Task prompt: Convert the data below into a JSON list of strings with one string per line, omitting blank lines.

Information supplied:
════════

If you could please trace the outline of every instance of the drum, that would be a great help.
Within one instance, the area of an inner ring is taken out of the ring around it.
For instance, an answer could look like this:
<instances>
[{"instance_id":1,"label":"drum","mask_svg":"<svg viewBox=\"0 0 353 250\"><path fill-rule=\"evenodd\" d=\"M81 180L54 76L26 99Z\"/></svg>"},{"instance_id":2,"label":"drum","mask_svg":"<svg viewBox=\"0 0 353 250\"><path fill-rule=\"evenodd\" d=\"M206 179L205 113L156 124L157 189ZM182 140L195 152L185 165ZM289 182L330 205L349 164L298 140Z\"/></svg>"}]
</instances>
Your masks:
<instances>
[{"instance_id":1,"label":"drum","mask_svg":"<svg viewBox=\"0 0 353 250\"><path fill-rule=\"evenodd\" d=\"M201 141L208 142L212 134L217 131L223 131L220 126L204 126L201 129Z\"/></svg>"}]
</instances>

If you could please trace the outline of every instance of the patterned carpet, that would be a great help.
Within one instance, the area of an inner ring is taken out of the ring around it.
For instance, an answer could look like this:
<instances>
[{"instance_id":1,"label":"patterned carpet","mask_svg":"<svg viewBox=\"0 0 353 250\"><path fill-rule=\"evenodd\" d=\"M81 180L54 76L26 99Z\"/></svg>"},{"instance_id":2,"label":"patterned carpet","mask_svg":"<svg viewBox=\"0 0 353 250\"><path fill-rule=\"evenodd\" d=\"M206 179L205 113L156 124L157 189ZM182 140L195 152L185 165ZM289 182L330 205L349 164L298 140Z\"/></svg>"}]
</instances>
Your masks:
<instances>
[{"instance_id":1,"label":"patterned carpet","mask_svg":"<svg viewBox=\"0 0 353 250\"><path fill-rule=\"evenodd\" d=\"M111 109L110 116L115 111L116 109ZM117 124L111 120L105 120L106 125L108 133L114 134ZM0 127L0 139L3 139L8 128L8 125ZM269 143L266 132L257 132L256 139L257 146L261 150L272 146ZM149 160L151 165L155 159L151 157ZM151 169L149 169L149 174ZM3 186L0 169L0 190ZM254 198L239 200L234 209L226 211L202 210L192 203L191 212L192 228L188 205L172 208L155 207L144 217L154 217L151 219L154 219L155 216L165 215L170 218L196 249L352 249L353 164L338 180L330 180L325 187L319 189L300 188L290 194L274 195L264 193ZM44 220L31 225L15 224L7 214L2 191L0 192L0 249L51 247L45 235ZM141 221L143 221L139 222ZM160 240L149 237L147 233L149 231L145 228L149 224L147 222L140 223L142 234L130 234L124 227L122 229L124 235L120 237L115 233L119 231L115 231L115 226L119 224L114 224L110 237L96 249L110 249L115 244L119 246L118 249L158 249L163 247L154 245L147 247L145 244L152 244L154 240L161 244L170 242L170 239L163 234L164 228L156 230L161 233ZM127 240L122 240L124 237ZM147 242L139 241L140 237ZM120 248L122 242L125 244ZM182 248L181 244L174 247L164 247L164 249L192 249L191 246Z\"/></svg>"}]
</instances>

════════

Exercise response:
[
  "If you could please trace the outline of every instance of the drum, that would be a great help.",
  "Within one instance, the area of an inner ring is taken out of the ring around it.",
  "For instance, an answer could look like this:",
  "<instances>",
  "[{\"instance_id\":1,\"label\":\"drum\",\"mask_svg\":\"<svg viewBox=\\\"0 0 353 250\\\"><path fill-rule=\\\"evenodd\\\" d=\\\"M81 180L54 76L26 99Z\\\"/></svg>\"},{\"instance_id\":2,\"label\":\"drum\",\"mask_svg\":\"<svg viewBox=\\\"0 0 353 250\\\"><path fill-rule=\\\"evenodd\\\" d=\\\"M206 179L205 113L156 124L157 189ZM182 140L195 152L185 165ZM289 182L330 205L349 164L298 140Z\\\"/></svg>\"}]",
  "</instances>",
  "Your masks:",
  "<instances>",
  "[{\"instance_id\":1,\"label\":\"drum\",\"mask_svg\":\"<svg viewBox=\\\"0 0 353 250\\\"><path fill-rule=\\\"evenodd\\\" d=\\\"M201 141L208 142L212 134L217 131L223 131L220 126L204 126L201 129Z\\\"/></svg>\"}]",
  "</instances>",
  "If you could please trace the outline of every instance of the patterned carpet, that would be a great help.",
  "Within one instance, the area of an inner ring is taken out of the ring around it.",
  "For instance, an answer could look like this:",
  "<instances>",
  "[{\"instance_id\":1,\"label\":\"patterned carpet\",\"mask_svg\":\"<svg viewBox=\\\"0 0 353 250\\\"><path fill-rule=\\\"evenodd\\\" d=\\\"M81 180L54 76L26 99Z\\\"/></svg>\"},{\"instance_id\":2,\"label\":\"patterned carpet\",\"mask_svg\":\"<svg viewBox=\\\"0 0 353 250\\\"><path fill-rule=\\\"evenodd\\\" d=\\\"M206 179L205 113L156 124L157 189ZM182 140L195 152L185 165ZM289 182L330 205L349 164L298 140Z\\\"/></svg>\"}]",
  "</instances>",
  "Your masks:",
  "<instances>",
  "[{\"instance_id\":1,\"label\":\"patterned carpet\",\"mask_svg\":\"<svg viewBox=\\\"0 0 353 250\\\"><path fill-rule=\\\"evenodd\\\" d=\\\"M111 109L110 116L115 111L116 109ZM117 124L111 120L105 120L106 125L108 133L114 134ZM0 127L0 139L3 139L8 128L8 125ZM269 143L266 132L257 132L256 139L257 146L261 150L272 146ZM149 160L151 165L155 159L151 157ZM151 169L149 169L149 174ZM3 186L0 169L0 190ZM254 198L239 200L234 209L226 211L202 210L192 203L191 212L192 228L188 205L172 208L155 207L144 217L154 217L151 219L154 219L155 216L165 215L170 218L196 249L352 249L353 164L338 180L330 180L325 187L319 189L300 188L290 194L274 195L264 193ZM44 220L31 225L15 224L7 214L2 191L0 192L0 249L51 247L45 235ZM141 221L143 221L139 222ZM160 240L149 237L147 233L149 231L145 228L149 224L147 222L140 223L142 234L130 234L124 227L122 229L124 235L120 237L115 233L119 231L115 231L115 226L119 224L114 224L110 237L96 249L110 249L115 244L119 246L118 249L158 249L163 247L154 245L147 247L145 244L152 244L154 240L161 244L170 242L170 239L163 234L164 228L156 230L161 233ZM127 240L122 240L124 237ZM147 242L139 241L140 237ZM120 248L122 242L125 244ZM182 248L181 244L174 247L164 247L164 249L192 249L191 246Z\\\"/></svg>\"}]",
  "</instances>"
]